◆ Exercise details: Give every entry again, word for word and in full.

◆ Material supplied:
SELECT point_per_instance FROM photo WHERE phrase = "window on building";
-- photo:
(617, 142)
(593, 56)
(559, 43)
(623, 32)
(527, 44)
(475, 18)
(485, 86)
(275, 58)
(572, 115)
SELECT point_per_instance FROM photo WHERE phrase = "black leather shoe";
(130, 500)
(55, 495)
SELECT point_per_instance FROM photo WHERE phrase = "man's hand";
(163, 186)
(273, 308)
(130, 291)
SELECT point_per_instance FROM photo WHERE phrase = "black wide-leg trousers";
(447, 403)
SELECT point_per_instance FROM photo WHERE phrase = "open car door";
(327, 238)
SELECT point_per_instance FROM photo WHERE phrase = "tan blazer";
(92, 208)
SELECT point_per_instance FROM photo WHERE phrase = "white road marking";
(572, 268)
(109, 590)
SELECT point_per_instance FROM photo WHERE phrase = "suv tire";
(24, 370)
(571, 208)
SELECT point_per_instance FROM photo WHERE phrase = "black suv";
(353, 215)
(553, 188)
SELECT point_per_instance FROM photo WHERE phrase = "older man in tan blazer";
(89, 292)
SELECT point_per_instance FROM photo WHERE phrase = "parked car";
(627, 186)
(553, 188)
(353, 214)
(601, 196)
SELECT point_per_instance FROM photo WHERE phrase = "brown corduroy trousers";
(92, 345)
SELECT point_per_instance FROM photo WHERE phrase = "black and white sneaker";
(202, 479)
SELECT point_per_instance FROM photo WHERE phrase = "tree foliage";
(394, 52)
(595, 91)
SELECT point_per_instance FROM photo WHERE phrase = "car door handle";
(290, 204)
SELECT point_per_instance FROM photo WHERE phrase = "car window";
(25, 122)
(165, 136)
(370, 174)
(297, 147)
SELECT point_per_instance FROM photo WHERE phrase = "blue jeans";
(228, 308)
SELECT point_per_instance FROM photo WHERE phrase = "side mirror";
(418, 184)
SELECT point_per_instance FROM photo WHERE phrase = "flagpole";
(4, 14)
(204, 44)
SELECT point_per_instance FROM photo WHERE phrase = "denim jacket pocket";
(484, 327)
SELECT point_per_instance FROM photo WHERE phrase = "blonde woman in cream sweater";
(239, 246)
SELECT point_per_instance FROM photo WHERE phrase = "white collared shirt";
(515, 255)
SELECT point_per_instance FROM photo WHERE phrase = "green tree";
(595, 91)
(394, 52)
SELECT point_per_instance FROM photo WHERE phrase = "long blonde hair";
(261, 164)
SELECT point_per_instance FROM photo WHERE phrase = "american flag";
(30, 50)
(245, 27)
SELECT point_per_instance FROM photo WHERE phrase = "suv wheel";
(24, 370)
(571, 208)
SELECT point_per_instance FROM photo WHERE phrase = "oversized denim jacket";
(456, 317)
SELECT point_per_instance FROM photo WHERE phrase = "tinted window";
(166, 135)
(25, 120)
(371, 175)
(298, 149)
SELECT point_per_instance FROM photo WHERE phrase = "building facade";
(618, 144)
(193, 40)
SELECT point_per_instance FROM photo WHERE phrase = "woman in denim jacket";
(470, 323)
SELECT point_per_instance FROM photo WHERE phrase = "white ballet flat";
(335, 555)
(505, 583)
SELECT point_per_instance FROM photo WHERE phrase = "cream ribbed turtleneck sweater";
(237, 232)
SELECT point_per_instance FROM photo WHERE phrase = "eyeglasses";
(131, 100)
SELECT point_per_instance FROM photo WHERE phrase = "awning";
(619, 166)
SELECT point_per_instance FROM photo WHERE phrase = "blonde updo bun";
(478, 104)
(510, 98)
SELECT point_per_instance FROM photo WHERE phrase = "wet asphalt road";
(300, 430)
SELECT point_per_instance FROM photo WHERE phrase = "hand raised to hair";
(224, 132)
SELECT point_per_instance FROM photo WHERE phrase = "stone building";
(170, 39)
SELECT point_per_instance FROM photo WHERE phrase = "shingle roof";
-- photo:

◆ Full solution:
SELECT point_per_instance FROM photo WHERE phrase = "window on building";
-- photo:
(617, 142)
(593, 56)
(559, 43)
(623, 32)
(527, 44)
(475, 18)
(485, 86)
(275, 58)
(572, 115)
SELECT point_per_instance FROM photo WHERE phrase = "black leather shoe";
(130, 500)
(55, 495)
SELECT point_per_instance FROM photo WHERE phrase = "man's hand";
(163, 186)
(273, 308)
(130, 291)
SELECT point_per_instance FROM photo WHERE phrase = "black wide-leg trousers";
(447, 403)
SELECT point_per_instance FROM photo WHERE phrase = "open car door";
(327, 238)
SELECT point_per_instance FROM photo WHERE phrase = "tan blazer";
(92, 208)
SELECT point_per_instance FROM photo WHERE phrase = "white road marking";
(572, 268)
(109, 590)
SELECT point_per_instance FROM photo WHERE phrase = "suv tire";
(24, 370)
(571, 208)
SELECT point_per_instance FROM photo WHERE phrase = "black suv";
(353, 215)
(553, 188)
SELECT point_per_instance FROM photo WHERE phrase = "older man in tan blazer";
(89, 292)
SELECT point_per_instance FROM photo WHERE phrase = "parked car";
(627, 186)
(553, 188)
(353, 214)
(601, 196)
SELECT point_per_instance FROM photo WHERE phrase = "brown corduroy trousers";
(92, 345)
SELECT point_per_instance FROM photo WHERE phrase = "black and white sneaker";
(202, 479)
SELECT point_per_instance FROM photo WHERE phrase = "tree foliage";
(394, 52)
(595, 91)
SELECT point_per_instance FROM photo WHERE phrase = "car door handle";
(290, 204)
SELECT point_per_instance FROM photo WHERE phrase = "car window";
(25, 122)
(165, 136)
(370, 174)
(297, 147)
SELECT point_per_instance FROM photo WHERE phrase = "blue jeans";
(228, 308)
SELECT point_per_instance FROM photo WHERE phrase = "side mirror";
(418, 184)
SELECT point_per_instance FROM photo WHERE phrase = "flagpole";
(4, 14)
(204, 44)
SELECT point_per_instance FROM photo WHERE phrase = "denim jacket pocket";
(484, 327)
SELECT point_per_instance FROM photo WHERE phrase = "blonde woman in cream sweater";
(239, 246)
SELECT point_per_instance FROM photo WHERE phrase = "white collared shirt";
(515, 255)
SELECT point_per_instance FROM photo WHERE phrase = "green tree";
(595, 91)
(394, 52)
SELECT point_per_instance FROM photo WHERE phrase = "long blonde hair";
(261, 164)
SELECT point_per_instance FROM photo WHERE phrase = "american flag";
(30, 50)
(245, 27)
SELECT point_per_instance FROM photo WHERE phrase = "suv wheel";
(24, 370)
(571, 208)
SELECT point_per_instance FROM photo WHERE phrase = "oversized denim jacket";
(456, 317)
SELECT point_per_instance FROM photo WHERE phrase = "tinted window";
(166, 135)
(25, 120)
(371, 175)
(298, 149)
SELECT point_per_instance FROM photo WHERE phrase = "building facade";
(618, 144)
(193, 40)
SELECT point_per_instance FROM photo WHERE phrase = "woman in denim jacket";
(470, 323)
SELECT point_per_instance FROM photo WHERE phrase = "white ballet flat";
(335, 555)
(505, 583)
SELECT point_per_instance FROM photo WHERE phrase = "cream ribbed turtleneck sweater";
(237, 232)
SELECT point_per_instance FROM photo WHERE phrase = "eyeglasses";
(131, 100)
SELECT point_per_instance FROM photo WHERE phrase = "awning";
(619, 166)
SELECT point_per_instance FROM photo WHERE phrase = "blonde updo bun";
(478, 104)
(510, 98)
SELECT point_per_instance FROM photo WHERE phrase = "wet asphalt road";
(300, 430)
SELECT point_per_instance FROM photo WHERE phrase = "hand raised to hair";
(224, 132)
SELECT point_per_instance FROM photo WHERE phrase = "stone building";
(170, 39)
SELECT point_per_instance FROM photo WHERE phrase = "shingle roof";
-- photo:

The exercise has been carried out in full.